[[ Information given, beginning ]]

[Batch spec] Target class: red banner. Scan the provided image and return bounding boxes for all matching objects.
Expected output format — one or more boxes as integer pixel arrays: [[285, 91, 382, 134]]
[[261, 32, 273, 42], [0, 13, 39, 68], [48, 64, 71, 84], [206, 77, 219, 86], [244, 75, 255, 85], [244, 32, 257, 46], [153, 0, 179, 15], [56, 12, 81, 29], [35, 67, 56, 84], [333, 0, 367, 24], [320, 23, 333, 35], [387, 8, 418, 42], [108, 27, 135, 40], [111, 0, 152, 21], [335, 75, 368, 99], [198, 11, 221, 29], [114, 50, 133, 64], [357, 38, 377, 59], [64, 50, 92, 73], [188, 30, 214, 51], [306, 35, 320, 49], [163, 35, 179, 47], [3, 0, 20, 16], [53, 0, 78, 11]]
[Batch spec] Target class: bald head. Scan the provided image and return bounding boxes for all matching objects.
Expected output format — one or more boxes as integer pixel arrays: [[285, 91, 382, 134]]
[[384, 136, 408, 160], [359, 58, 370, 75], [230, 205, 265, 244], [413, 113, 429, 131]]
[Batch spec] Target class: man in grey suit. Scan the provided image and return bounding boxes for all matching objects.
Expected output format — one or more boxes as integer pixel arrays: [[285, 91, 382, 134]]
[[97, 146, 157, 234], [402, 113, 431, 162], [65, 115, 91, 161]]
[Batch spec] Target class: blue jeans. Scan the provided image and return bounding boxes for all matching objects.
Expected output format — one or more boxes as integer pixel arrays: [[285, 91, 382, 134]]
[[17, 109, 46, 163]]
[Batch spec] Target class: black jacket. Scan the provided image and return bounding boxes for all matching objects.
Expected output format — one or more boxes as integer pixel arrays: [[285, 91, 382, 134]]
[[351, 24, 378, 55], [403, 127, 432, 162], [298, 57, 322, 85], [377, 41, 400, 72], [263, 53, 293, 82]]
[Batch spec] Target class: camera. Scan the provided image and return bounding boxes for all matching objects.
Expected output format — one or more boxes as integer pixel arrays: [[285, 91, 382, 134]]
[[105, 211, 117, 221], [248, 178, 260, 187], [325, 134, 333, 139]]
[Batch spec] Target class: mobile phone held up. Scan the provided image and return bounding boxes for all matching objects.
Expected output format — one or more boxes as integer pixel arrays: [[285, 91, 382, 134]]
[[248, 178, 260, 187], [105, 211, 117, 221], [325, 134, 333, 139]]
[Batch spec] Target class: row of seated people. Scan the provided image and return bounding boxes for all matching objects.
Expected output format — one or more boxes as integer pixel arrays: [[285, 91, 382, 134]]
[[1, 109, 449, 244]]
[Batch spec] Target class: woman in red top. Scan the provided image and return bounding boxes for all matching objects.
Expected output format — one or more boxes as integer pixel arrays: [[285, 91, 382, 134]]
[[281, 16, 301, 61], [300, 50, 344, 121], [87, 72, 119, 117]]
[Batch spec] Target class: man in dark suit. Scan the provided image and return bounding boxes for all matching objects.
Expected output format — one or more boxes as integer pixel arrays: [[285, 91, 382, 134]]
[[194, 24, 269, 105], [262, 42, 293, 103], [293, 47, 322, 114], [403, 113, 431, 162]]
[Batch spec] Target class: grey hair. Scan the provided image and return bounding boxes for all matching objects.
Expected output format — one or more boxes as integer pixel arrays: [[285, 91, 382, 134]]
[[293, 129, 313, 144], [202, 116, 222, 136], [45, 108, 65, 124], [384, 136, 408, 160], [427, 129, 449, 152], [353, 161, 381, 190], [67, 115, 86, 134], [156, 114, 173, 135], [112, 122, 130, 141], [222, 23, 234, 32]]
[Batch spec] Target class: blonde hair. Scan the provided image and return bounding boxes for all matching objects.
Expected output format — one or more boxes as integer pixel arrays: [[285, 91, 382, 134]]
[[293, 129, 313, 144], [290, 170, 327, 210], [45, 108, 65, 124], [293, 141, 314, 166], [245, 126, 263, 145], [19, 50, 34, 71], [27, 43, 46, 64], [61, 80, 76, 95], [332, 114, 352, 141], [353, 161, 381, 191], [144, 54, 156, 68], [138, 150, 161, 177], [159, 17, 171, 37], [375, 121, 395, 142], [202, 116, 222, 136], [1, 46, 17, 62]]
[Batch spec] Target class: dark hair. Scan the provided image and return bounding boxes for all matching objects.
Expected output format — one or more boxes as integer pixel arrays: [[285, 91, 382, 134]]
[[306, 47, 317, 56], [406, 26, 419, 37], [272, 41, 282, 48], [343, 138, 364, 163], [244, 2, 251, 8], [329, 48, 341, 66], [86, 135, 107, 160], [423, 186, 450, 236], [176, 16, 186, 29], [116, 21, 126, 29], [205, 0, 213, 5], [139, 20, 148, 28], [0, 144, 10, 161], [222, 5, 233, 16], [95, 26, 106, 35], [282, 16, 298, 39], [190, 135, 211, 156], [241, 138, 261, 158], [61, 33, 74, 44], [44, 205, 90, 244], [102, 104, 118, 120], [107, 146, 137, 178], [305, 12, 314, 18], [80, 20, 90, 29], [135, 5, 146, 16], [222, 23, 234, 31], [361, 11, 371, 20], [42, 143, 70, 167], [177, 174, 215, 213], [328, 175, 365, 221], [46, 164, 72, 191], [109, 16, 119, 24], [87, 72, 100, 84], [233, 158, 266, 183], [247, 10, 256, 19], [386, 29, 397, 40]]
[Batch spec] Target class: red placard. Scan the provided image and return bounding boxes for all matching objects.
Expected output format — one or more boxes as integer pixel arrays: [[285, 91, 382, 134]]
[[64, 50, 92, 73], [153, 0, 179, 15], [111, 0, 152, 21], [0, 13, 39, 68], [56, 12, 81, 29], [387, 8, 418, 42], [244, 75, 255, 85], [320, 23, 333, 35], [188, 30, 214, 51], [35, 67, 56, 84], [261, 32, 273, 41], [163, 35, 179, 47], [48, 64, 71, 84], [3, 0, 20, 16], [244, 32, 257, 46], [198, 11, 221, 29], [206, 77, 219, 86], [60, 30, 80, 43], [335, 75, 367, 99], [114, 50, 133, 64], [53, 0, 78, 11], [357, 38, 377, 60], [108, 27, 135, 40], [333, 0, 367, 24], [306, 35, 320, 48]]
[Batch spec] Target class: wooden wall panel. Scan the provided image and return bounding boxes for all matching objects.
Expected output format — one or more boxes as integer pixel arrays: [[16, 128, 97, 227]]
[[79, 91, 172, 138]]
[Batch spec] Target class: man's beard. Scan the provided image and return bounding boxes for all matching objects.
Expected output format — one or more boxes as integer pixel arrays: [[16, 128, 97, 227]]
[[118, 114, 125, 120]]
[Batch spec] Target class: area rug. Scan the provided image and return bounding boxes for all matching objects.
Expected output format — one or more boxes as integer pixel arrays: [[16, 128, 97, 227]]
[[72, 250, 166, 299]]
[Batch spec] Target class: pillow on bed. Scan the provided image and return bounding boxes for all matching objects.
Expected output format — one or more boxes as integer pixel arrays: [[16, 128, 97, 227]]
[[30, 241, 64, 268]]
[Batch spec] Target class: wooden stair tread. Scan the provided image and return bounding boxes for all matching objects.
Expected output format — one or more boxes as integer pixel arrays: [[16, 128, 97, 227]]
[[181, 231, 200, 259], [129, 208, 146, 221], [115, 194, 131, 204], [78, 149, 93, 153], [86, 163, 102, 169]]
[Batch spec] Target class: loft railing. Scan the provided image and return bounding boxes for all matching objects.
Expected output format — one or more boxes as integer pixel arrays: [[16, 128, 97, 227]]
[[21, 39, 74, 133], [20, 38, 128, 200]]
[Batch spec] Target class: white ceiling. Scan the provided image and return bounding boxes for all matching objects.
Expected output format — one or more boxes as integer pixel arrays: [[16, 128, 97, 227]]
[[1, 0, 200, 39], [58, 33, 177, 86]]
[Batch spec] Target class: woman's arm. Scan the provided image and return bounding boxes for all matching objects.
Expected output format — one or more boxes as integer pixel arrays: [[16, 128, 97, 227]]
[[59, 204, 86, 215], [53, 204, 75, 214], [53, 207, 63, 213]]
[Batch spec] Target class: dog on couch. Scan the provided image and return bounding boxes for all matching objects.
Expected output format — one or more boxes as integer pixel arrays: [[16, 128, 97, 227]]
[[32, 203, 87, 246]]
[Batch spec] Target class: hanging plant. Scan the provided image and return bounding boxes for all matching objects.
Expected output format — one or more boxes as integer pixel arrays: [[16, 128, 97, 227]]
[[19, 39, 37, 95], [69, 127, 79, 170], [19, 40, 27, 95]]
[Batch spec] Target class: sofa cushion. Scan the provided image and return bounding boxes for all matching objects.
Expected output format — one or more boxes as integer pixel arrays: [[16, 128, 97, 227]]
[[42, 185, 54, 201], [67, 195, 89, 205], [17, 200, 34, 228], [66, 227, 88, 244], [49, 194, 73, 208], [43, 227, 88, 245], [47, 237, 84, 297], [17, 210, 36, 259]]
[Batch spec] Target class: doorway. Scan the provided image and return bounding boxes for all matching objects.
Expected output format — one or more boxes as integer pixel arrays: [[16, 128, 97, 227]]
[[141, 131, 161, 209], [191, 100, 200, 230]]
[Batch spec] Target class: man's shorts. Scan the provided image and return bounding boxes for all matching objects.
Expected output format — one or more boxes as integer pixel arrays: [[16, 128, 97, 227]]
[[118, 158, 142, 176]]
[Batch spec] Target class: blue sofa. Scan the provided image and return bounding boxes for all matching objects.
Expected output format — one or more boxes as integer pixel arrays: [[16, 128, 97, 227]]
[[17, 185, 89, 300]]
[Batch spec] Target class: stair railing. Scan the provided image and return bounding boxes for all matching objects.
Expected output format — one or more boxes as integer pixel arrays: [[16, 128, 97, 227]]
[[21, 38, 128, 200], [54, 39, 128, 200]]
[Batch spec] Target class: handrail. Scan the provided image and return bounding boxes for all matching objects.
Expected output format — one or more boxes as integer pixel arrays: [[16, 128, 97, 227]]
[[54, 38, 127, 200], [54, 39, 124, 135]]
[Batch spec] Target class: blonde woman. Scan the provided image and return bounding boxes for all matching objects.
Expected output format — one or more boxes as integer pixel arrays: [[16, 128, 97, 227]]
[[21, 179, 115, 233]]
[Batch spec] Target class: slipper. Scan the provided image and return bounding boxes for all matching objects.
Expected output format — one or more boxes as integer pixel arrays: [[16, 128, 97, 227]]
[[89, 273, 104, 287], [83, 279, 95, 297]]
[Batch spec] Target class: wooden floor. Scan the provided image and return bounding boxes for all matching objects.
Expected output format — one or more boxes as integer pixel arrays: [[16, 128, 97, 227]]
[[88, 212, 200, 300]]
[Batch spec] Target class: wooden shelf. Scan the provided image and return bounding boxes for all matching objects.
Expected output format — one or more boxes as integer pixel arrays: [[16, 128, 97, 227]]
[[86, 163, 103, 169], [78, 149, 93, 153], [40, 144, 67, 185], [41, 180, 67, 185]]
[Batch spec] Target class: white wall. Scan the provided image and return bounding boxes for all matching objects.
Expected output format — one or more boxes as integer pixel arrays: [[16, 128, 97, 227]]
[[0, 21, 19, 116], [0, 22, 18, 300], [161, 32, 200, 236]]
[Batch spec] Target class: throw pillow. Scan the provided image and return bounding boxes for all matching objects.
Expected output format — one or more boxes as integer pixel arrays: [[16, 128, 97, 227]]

[[ Information given, end ]]

The task :: Scan the data for lines containing "sofa" and copy all of them.

Output for this task ::
[Batch spec] Target class: sofa cushion. Scan the provided image and return bounding boxes for all matching objects.
[Batch spec] Target class: blue sofa. Scan the provided image and return bounding boxes for all matching objects.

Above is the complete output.